Render everything from the line containing "of the bare" down to the line containing "Query: bare foot", both ends included, as a numbered list with blank lines left out.

Spatial annotation lines:
--- --- ---
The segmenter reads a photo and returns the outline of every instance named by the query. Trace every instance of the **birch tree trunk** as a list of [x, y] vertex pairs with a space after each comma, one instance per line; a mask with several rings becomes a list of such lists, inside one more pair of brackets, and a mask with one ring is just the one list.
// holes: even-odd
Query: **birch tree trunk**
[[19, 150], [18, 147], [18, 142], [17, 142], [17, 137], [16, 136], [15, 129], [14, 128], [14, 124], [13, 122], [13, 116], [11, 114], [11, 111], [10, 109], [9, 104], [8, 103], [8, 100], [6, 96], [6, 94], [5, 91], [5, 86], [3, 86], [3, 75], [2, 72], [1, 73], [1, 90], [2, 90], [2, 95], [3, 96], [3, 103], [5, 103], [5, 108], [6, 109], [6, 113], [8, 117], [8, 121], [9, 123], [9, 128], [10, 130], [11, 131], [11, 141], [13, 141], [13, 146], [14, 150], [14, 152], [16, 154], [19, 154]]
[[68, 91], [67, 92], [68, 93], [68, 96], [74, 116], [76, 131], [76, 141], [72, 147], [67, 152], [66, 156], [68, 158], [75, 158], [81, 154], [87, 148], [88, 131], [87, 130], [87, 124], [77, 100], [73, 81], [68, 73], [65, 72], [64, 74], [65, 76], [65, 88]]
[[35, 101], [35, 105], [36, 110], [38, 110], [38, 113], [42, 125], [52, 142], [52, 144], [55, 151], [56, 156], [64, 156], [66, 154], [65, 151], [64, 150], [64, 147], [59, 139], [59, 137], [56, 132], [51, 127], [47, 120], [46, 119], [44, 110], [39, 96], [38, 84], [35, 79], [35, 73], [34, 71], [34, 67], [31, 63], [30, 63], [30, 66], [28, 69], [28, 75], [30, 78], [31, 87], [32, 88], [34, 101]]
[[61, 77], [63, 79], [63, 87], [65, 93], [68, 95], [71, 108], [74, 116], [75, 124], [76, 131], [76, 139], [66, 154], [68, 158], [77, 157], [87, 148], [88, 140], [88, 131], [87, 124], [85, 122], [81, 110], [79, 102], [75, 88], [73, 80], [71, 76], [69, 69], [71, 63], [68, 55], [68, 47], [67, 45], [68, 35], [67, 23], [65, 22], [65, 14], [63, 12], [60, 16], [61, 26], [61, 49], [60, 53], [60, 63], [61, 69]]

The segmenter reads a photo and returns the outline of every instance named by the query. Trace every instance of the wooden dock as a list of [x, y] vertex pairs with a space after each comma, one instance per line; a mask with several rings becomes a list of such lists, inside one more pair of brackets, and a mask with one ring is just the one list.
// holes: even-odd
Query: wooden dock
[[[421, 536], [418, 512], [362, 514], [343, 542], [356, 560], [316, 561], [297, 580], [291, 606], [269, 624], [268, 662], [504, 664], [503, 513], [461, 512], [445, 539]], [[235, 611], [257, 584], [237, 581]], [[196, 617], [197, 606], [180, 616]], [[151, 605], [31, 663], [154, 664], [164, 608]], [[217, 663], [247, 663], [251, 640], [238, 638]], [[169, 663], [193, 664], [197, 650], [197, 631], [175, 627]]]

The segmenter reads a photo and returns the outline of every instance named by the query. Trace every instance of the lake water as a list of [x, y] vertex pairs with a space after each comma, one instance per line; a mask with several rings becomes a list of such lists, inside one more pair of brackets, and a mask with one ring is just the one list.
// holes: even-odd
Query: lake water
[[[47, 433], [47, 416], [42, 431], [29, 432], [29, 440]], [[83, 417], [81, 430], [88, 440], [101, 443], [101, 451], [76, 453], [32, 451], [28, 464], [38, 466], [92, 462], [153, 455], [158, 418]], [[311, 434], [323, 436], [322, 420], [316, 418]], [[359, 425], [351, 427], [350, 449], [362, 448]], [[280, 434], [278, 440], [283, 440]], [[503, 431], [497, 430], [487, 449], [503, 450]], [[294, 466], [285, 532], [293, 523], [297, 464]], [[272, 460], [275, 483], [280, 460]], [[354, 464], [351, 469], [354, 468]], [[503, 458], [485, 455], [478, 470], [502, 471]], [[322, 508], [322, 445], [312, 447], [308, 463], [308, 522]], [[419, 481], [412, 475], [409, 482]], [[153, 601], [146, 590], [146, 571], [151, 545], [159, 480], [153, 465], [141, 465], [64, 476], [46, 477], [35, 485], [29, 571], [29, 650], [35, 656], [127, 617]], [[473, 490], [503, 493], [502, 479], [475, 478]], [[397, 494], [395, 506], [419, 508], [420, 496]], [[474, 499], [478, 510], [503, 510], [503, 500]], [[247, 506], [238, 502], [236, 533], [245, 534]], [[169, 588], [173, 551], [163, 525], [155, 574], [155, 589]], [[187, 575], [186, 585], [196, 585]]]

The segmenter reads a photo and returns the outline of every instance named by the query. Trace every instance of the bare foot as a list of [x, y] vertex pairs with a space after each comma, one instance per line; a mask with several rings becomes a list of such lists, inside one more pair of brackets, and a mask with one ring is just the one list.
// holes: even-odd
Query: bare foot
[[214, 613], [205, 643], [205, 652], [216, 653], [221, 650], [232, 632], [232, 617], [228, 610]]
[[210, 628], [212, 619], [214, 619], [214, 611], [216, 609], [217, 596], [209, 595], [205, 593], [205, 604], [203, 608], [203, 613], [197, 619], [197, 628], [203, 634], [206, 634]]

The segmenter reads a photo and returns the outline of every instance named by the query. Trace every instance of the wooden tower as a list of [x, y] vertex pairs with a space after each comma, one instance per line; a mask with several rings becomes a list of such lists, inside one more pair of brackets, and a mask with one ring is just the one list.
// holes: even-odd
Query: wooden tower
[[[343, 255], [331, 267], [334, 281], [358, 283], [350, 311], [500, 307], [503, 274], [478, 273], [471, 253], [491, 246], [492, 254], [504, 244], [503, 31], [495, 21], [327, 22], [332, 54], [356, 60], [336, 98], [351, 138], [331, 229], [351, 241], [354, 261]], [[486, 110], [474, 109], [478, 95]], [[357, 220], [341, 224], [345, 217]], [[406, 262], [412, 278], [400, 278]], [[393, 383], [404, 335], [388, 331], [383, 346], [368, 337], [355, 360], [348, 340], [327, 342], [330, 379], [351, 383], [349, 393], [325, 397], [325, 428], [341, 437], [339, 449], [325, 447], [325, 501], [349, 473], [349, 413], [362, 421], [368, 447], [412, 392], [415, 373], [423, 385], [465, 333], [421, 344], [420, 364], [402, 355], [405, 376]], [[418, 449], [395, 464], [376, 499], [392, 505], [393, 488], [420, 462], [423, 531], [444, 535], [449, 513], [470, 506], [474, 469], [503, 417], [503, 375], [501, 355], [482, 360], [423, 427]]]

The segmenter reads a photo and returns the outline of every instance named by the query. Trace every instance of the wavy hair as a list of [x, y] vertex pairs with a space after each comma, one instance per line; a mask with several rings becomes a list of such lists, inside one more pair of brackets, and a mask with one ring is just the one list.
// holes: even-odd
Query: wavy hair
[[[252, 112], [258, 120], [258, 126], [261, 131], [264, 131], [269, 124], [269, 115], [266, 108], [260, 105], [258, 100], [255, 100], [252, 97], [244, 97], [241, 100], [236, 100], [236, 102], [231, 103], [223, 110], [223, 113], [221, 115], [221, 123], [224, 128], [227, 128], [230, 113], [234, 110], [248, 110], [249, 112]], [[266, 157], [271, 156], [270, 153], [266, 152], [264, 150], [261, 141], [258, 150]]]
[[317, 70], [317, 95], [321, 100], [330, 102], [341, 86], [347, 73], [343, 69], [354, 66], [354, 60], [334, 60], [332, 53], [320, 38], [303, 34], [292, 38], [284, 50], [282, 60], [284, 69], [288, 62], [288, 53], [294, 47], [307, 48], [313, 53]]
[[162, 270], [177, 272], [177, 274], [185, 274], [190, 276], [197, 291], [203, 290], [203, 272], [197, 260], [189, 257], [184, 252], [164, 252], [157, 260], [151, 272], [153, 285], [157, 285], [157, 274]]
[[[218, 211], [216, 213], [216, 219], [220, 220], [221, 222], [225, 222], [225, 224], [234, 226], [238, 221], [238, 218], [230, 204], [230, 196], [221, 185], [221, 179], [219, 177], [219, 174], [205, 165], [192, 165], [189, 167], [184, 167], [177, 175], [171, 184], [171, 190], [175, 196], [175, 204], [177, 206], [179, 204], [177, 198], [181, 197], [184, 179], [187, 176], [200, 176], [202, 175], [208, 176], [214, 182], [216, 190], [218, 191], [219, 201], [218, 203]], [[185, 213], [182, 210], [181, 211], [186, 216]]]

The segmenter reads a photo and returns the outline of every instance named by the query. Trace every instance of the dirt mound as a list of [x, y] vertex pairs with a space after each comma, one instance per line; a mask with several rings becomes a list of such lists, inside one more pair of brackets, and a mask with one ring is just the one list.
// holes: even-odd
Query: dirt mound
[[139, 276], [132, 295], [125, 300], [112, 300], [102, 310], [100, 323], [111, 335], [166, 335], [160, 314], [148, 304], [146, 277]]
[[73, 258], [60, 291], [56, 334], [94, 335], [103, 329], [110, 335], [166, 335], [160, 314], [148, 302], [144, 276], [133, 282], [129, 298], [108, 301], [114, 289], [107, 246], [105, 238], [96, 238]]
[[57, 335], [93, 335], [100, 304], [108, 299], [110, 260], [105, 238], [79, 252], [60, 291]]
--- --- ---
→ **Written reply**
1. The segmenter reads a photo and returns the outline of every instance named by the query. Trace every instance of the bare foot as a list of [x, y] vertex pairs with a space after each comma, one instance per line; a mask with several rings becomes a list of such lists, inside one more pair of brackets, and a mask with one ring is just the one list.
2. // holes: even-odd
3. Query: bare foot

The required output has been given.